EXERCISE OBJECTIVE >>
Copy the data exactly from the line that contains "Phrase -- dead branch" through the line that contains "Phrase -- cumulus cloud", keeping both end lines and leaving out everything else.
* * * * * * * * *
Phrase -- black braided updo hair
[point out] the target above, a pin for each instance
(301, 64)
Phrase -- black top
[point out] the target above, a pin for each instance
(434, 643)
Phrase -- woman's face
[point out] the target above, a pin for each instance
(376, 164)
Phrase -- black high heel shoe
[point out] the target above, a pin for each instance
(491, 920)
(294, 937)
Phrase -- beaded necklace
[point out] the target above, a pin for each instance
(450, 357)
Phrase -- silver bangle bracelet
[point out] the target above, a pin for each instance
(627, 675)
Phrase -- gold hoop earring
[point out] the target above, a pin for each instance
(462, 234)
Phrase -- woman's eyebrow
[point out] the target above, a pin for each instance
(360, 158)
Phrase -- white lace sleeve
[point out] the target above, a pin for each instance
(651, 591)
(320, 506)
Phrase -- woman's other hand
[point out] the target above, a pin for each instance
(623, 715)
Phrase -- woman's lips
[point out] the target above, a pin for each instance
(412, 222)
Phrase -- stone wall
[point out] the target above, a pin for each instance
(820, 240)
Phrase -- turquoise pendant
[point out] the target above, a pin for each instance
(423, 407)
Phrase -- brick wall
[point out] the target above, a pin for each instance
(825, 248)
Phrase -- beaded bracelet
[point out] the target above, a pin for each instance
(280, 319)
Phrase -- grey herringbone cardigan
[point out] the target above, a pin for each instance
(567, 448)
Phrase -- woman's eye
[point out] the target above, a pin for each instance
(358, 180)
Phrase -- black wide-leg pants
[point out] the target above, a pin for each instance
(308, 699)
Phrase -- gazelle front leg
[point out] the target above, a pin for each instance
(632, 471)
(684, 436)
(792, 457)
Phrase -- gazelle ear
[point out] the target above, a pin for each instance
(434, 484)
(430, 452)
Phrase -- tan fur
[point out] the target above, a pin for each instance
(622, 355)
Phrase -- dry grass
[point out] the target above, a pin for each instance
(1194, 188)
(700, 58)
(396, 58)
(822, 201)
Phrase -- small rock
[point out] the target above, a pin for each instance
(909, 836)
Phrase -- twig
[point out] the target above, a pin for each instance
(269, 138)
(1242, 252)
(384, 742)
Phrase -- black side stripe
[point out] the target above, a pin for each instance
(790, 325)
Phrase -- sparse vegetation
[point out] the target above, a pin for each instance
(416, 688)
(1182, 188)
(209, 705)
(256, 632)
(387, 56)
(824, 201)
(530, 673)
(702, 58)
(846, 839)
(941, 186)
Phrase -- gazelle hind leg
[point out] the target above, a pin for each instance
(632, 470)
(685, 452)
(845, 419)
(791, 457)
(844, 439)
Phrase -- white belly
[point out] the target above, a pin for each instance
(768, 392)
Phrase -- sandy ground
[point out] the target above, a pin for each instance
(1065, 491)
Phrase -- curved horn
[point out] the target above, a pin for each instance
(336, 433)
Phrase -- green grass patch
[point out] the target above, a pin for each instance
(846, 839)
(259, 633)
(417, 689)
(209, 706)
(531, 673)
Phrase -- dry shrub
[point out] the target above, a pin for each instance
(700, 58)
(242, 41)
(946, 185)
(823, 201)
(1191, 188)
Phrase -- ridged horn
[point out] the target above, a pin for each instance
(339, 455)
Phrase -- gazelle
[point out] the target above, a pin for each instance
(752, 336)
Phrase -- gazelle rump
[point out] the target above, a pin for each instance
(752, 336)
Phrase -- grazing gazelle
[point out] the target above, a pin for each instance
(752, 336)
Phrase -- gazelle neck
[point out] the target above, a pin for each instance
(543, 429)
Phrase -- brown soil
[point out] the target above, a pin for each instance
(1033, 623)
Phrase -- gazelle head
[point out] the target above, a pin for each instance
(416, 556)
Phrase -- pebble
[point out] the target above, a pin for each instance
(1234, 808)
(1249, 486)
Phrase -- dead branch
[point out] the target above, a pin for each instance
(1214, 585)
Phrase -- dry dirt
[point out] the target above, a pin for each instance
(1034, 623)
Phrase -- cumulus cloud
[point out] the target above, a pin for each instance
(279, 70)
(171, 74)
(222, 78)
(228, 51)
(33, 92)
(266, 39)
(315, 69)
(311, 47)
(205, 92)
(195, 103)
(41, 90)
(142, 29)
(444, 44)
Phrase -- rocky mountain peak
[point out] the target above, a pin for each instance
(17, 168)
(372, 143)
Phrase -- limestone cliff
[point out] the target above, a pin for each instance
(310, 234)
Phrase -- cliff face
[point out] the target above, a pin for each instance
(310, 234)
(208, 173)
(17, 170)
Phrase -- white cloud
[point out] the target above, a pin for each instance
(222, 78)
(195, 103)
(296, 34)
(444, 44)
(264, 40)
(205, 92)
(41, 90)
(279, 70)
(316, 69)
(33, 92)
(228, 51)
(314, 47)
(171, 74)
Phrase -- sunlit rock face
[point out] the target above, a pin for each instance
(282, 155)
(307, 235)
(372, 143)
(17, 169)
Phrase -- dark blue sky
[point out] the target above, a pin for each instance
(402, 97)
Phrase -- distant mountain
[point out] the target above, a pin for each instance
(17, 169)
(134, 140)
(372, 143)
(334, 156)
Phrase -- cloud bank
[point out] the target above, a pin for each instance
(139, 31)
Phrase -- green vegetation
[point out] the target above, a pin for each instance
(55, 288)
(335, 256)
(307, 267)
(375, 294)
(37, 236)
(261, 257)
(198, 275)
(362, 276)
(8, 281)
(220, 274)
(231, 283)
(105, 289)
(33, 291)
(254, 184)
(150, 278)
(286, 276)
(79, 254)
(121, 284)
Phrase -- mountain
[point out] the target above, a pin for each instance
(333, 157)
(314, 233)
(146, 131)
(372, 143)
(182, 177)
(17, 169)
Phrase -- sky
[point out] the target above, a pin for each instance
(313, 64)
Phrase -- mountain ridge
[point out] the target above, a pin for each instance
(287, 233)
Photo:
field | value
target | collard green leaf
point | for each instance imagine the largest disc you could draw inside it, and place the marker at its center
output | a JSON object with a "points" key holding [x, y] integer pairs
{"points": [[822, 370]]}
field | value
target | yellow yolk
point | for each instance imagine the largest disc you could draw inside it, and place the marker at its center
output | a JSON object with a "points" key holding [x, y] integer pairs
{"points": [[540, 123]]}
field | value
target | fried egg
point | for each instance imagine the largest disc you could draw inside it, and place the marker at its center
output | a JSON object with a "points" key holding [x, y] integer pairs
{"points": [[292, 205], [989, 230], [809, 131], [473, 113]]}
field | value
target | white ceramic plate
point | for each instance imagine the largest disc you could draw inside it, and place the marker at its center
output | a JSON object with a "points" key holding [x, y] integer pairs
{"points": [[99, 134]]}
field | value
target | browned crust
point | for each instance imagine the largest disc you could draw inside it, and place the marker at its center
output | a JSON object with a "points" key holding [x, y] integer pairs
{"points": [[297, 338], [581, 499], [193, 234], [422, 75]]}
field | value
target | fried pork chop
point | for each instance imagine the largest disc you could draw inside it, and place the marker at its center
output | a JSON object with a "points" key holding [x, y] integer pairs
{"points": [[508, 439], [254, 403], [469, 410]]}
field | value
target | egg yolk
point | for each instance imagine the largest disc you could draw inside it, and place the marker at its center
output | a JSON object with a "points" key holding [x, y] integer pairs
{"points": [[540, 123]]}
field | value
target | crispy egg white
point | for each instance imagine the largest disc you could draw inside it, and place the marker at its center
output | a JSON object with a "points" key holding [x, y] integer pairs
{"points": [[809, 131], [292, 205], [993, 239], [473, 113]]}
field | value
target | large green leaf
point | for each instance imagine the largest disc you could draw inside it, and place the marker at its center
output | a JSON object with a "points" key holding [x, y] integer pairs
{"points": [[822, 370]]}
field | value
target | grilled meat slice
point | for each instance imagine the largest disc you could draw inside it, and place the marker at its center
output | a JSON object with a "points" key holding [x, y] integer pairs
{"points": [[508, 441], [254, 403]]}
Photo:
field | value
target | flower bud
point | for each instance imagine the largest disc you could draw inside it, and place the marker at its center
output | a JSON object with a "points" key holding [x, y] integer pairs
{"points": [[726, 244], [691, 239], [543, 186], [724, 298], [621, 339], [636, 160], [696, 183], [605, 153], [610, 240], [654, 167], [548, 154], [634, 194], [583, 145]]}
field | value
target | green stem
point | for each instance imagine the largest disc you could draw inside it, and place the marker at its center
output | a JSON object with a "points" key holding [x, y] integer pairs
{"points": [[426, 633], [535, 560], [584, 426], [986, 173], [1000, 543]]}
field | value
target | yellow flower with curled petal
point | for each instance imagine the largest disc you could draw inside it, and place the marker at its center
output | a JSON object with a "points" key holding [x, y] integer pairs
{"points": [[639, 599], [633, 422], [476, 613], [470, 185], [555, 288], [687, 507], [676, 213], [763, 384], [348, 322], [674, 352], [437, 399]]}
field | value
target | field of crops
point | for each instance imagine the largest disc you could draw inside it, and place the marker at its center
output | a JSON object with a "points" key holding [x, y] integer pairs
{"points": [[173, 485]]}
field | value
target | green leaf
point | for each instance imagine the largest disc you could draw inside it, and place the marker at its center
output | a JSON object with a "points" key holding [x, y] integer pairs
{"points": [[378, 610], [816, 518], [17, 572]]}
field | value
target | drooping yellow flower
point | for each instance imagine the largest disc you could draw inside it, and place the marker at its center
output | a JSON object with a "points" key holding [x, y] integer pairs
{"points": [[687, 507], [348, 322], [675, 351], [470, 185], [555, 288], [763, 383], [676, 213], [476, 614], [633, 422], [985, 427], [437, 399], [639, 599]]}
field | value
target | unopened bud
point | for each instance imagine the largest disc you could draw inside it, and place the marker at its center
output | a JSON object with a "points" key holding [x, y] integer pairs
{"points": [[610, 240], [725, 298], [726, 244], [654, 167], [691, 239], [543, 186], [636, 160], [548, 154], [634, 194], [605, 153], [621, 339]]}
* * * * * * * * *
RESULT OF THE EXERCISE >>
Phrase -- dead branch
[point out] the target above, a pin for each instance
(1214, 585)
Phrase -- dry dirt
[point out] the target above, a pin for each instance
(1034, 623)
Phrase -- cumulus cloud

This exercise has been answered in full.